**TASK DESCRIPTION**
Please find each line below that contains the string "girl" and copy all of those lines. Matching is case-sensitive.

[Entries from a set of point annotations]
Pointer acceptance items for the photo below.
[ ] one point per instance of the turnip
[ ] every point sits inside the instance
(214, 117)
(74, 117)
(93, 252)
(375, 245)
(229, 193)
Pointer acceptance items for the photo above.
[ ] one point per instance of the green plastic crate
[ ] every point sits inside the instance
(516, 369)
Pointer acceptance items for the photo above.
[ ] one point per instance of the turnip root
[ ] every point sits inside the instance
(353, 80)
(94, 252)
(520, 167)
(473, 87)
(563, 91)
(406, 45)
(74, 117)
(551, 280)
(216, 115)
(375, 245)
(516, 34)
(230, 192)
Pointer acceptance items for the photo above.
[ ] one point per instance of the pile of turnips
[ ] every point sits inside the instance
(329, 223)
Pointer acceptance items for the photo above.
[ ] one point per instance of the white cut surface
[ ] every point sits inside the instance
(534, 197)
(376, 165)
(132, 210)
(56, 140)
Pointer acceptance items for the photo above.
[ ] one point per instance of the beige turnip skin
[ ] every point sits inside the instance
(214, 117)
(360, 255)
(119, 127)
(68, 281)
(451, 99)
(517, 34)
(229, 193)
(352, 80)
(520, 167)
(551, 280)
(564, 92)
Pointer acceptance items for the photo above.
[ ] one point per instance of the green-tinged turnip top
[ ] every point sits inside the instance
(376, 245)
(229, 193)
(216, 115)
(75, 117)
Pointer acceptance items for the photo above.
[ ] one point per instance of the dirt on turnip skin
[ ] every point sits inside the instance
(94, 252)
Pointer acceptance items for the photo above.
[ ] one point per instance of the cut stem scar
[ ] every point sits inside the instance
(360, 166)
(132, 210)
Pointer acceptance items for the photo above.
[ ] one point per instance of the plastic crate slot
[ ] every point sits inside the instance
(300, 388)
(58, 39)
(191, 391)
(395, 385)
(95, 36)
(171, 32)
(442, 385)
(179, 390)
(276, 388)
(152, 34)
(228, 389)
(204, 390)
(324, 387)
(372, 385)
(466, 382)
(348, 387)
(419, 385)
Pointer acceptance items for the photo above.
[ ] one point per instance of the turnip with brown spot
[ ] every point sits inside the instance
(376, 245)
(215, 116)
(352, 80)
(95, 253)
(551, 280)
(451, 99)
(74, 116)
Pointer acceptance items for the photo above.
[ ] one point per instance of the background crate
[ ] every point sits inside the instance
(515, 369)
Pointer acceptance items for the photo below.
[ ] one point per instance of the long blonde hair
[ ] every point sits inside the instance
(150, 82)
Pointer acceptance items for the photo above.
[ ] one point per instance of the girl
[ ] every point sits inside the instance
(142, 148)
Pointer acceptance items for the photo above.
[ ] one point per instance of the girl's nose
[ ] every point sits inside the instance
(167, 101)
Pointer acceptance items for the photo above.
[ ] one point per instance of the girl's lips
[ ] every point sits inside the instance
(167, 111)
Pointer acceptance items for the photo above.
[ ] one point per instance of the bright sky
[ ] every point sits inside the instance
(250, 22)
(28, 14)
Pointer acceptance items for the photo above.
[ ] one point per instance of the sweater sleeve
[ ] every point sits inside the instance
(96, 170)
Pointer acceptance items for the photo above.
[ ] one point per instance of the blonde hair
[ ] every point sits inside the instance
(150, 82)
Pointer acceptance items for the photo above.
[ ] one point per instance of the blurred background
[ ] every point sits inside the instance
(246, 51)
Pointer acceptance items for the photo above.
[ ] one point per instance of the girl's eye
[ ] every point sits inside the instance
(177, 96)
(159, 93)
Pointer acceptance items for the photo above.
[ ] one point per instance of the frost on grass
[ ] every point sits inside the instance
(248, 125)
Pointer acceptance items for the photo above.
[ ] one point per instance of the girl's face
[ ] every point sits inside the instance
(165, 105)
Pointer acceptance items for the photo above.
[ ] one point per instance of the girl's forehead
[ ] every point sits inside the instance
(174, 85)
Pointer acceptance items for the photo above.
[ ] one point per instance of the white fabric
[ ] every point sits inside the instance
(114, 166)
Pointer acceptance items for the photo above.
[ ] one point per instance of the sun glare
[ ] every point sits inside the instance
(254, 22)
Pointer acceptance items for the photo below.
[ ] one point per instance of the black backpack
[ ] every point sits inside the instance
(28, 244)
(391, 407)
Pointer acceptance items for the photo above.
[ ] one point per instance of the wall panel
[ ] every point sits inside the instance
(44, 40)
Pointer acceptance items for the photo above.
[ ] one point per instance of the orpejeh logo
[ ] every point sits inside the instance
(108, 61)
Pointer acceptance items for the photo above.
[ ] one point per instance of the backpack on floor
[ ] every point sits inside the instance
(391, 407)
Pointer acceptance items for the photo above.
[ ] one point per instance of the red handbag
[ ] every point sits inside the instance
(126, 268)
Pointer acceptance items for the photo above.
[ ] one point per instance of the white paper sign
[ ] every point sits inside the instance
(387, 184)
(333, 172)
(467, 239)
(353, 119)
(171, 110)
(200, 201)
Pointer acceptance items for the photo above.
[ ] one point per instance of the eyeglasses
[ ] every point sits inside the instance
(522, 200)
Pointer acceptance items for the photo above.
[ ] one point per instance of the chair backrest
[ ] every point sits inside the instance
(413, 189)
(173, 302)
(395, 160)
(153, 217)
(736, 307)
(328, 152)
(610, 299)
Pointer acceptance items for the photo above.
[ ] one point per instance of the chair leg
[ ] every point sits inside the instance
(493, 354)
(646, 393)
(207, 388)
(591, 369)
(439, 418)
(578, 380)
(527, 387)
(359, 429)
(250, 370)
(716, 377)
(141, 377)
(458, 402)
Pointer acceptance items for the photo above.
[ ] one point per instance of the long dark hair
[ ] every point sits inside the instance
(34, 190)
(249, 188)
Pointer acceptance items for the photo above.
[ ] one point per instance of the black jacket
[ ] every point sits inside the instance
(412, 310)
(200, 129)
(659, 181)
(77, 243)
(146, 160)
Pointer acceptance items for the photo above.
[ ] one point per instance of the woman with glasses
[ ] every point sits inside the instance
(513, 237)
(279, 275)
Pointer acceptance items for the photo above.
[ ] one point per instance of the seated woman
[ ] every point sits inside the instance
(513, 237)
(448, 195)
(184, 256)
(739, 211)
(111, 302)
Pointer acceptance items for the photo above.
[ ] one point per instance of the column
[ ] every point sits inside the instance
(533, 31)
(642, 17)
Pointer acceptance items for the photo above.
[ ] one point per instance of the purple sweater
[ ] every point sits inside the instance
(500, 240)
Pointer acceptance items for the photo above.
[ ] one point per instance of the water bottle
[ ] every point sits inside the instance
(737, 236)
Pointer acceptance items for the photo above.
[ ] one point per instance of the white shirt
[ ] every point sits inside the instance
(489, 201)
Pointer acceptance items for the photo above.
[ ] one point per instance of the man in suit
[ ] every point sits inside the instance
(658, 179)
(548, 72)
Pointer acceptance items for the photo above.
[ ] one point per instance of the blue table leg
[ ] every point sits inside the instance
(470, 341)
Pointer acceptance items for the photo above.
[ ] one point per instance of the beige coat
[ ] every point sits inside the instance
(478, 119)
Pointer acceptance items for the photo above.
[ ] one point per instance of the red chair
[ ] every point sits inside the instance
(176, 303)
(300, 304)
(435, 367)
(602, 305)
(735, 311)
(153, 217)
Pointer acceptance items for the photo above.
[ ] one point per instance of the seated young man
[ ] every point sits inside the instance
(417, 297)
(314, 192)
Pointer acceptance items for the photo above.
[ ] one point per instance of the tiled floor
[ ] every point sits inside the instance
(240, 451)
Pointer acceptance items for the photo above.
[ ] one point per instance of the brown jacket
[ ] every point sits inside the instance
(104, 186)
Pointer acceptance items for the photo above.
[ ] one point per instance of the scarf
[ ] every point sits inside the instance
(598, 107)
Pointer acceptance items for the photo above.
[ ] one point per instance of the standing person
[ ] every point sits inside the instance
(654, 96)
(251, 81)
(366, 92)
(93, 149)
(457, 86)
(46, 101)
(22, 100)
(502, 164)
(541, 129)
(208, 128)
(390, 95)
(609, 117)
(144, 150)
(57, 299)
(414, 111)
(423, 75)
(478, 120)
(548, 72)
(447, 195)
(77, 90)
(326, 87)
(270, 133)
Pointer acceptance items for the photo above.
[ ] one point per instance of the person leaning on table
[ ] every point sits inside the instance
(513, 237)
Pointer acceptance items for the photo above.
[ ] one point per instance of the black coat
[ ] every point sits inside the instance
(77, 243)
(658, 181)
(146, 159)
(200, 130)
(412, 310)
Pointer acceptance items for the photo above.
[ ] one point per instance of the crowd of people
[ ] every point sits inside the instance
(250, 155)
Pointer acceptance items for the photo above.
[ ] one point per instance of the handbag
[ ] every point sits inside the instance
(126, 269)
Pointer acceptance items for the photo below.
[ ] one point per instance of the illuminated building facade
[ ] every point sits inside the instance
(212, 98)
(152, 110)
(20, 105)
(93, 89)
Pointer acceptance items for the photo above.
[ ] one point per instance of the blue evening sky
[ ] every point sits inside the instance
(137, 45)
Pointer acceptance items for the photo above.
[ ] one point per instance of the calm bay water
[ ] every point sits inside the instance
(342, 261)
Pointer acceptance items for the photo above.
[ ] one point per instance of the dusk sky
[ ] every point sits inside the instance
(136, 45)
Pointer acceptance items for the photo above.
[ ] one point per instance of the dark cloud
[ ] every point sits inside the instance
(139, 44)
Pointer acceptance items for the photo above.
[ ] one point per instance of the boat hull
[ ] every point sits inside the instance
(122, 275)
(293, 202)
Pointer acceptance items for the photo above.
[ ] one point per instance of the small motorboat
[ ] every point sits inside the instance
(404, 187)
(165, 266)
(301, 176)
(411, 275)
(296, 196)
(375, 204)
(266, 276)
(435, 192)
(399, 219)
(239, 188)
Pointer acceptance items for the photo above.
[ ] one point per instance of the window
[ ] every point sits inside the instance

**TASK RESULT**
[ ] one point per instance of the girl
[ ] one point per instance of the girl's nose
[ ] one point per instance of the girl's lips
[ ] one point per instance of the girl's eye
[ ] one point per instance of the girl's face
[ ] one point per instance of the girl's forehead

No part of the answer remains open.